→ **What is needed**:
Return exactly the span of lines that opens with the line containing "For every instance of the speckled" and closes with the last line of the data, inclusive.

→ **Excerpted data**:

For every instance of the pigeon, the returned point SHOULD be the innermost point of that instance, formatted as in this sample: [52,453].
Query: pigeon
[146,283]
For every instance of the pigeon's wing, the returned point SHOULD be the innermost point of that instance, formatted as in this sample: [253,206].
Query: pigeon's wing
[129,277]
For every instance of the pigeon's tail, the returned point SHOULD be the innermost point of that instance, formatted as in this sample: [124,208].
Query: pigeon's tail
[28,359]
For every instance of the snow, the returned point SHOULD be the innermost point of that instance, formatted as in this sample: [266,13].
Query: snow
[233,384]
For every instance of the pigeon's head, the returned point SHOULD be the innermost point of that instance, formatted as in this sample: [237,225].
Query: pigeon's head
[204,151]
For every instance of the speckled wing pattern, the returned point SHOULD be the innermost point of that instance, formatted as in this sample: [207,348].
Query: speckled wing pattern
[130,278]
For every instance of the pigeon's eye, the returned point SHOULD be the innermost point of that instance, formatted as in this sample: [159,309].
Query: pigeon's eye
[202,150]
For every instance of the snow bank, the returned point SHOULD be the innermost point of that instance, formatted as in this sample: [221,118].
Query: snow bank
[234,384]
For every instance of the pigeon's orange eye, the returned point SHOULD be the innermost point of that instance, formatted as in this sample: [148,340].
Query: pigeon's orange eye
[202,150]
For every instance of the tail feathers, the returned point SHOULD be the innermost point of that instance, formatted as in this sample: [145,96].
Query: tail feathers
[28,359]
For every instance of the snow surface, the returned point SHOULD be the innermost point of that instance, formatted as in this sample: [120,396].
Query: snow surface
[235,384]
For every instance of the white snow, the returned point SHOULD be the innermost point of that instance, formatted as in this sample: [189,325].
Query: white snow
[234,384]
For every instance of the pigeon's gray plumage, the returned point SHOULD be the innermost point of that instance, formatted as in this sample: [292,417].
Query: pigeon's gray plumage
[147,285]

→ **Full answer**:
For every instance of the speckled wing pattern, the returned point SHOULD be the innermost point of that instance, formatted as in this sample: [207,348].
Query: speckled wing pattern
[130,278]
For every instance of the pigeon's eye, the returned point SHOULD be the innermost point of that instance, formatted as in this sample: [159,309].
Query: pigeon's eye
[202,150]
For every instance of the snow bank, the returned point SHOULD be the innermost point of that instance, formatted as in this sample: [221,118].
Query: snow bank
[234,384]
For every instance of the pigeon's orange eye, the returned point SHOULD be the innermost point of that instance, formatted as in this sample: [148,340].
Query: pigeon's orange eye
[202,150]
For every instance of the tail feathers, the returned point SHOULD be the innermost point of that instance, formatted as in this sample: [145,96].
Query: tail feathers
[28,359]
For every instance of the snow surface, the returned point SHOULD be the innermost point of that instance, formatted as in this sample: [120,396].
Query: snow surface
[235,384]
For every instance of the white snow, the returned point SHOULD be the innermost point of that instance, formatted as in this sample: [189,325].
Query: white snow
[234,384]
For every instance of the pigeon's gray plumage, the returned point SHOULD be the innermost point of that instance, formatted as in this sample: [292,417].
Query: pigeon's gray plumage
[147,285]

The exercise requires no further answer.